### Given passage

        We take this stance because we are a ‘liberal’ newspaper in the classical sense of the term. Our job is to offer you a wide variety of opinions to help you reflect and form your own views. When we want to express opinions as a newspaper, we do so in our editorials. Thus, we chose to publish Nandy’s and Praful Bidwai’s (January 2) critical views of Modi for much the same reason we carried columns favourable to Modi written by Swapan Dasgupta (December 30) and Swaminathan Anklesaria Aiyar (January 6). Our own take on the Gujarat elections we elaborated in a long editorial published on December 24.
   Modi is an important politician. That importance has if anything increased after the recent state elections in which he scored a resounding victory. Therefore, his style of politics deserves comment from persons who we think are important commentators or public intellectuals. Each one of the writers mentioned above is a renowned public intellectual; that’s why their views ought to be shared with you in all their variety. The trouble is that extremists, of the right and the left, prefer to zero in on only those views that go against their own to tar an
entire newspaper as biased or, worse, motivated.
   Yes, we have a motive. It’s to stick openly and steadfastly to liberalism. Unfortunately, the political landscape in India leaves little room these days for the play of liberalism as we understand it. Our liberalism compels us to be socially tolerant and economically as well as politically ‘free to choose’. That’s why we are neither socialists nor extreme nationalists. And that’s why we support market forces, which are all about choice, while continuing to believe in an effective role for the state as regulator, facilitator and provider of security for life and property so that, with good governance, we can lead peaceful and prosperous lives in an interconnected world.

### Input data
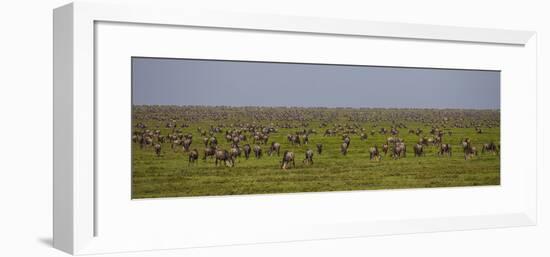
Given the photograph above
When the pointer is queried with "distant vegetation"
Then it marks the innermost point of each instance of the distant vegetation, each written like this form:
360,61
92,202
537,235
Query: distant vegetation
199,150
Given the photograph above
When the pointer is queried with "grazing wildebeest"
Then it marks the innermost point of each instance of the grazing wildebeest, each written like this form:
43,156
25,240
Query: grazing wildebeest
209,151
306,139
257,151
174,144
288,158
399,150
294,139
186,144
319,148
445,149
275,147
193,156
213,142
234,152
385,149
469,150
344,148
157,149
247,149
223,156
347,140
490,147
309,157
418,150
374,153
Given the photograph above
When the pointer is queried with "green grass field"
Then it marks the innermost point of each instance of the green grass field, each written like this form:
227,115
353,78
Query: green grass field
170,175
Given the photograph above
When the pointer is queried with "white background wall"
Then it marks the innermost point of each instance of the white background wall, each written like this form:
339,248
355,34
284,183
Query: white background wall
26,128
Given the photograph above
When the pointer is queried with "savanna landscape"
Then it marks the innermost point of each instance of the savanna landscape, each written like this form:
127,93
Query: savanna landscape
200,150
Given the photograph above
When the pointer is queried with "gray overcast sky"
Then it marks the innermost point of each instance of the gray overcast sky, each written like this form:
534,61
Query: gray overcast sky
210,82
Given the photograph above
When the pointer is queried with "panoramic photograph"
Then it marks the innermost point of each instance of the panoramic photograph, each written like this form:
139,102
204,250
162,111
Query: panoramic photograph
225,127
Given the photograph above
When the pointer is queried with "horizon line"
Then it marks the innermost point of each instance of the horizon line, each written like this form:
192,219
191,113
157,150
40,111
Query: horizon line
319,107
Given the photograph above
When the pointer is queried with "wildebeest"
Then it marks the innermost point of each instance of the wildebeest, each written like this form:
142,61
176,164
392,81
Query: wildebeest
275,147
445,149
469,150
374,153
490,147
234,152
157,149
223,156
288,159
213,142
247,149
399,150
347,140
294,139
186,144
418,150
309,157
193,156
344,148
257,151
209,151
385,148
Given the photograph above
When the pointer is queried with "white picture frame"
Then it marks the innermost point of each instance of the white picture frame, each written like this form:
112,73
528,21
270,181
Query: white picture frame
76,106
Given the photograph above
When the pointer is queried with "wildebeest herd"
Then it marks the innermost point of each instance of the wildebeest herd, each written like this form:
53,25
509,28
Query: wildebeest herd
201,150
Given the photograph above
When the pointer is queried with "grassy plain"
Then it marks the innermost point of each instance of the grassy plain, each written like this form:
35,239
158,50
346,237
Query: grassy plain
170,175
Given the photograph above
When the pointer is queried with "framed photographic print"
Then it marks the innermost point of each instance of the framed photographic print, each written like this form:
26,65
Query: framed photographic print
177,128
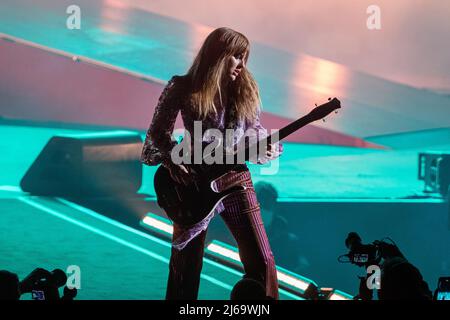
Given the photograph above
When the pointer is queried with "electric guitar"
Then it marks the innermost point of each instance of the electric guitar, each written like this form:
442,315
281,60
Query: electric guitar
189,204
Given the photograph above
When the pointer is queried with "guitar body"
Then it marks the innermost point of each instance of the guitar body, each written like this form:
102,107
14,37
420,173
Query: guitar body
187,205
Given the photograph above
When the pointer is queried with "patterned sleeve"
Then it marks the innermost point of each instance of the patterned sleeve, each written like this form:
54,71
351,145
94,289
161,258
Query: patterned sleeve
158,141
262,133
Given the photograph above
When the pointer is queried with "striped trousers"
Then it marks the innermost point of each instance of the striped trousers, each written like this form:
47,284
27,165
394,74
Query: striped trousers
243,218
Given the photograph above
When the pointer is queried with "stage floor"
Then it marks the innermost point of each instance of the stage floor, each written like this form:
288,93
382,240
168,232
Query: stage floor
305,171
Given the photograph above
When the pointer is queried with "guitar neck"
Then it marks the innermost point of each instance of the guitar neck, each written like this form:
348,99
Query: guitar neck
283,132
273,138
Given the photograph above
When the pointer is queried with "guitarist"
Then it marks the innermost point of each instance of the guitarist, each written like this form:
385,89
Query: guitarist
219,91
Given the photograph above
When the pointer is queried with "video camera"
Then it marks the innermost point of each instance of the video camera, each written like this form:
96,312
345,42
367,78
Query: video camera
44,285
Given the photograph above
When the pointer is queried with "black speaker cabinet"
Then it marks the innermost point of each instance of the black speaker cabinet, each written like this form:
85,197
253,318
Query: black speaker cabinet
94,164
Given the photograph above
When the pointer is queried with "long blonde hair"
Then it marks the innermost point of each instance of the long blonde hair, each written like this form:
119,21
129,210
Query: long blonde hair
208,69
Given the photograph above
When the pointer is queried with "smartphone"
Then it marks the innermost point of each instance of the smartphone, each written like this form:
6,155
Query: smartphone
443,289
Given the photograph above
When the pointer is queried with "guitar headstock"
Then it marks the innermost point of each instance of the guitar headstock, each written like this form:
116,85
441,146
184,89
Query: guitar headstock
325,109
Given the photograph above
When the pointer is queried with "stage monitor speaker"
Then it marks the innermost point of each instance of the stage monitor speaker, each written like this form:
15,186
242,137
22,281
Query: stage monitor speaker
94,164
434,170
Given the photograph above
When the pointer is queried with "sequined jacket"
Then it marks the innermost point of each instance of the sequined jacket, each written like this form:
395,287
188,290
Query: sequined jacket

### Task set
1) Which writers does the liberalism passage name as having had their views or columns published by the newspaper?
2) On what date did the newspaper publish its long editorial on the Gujarat elections, according to the liberalism passage?
3) Retype the liberalism passage, beginning at the words "We take this" and stopping after "on December 24.".

### Answers per task
1) Nandy, Praful Bidwai, Swapan Dasgupta, Swaminathan Anklesaria Aiyar

2) December 24

3)
We take this stance because we are a ‘liberal’ newspaper in the classical sense of the term. Our job is to offer you a wide variety of opinions to help you reflect and form your own views. When we want to express opinions as a newspaper, we do so in our editorials. Thus, we chose to publish Nandy’s and Praful Bidwai’s (January 2) critical views of Modi for much the same reason we carried columns favourable to Modi written by Swapan Dasgupta (December 30) and Swaminathan Anklesaria Aiyar (January 6). Our own take on the Gujarat elections we elaborated in a long editorial published on December 24.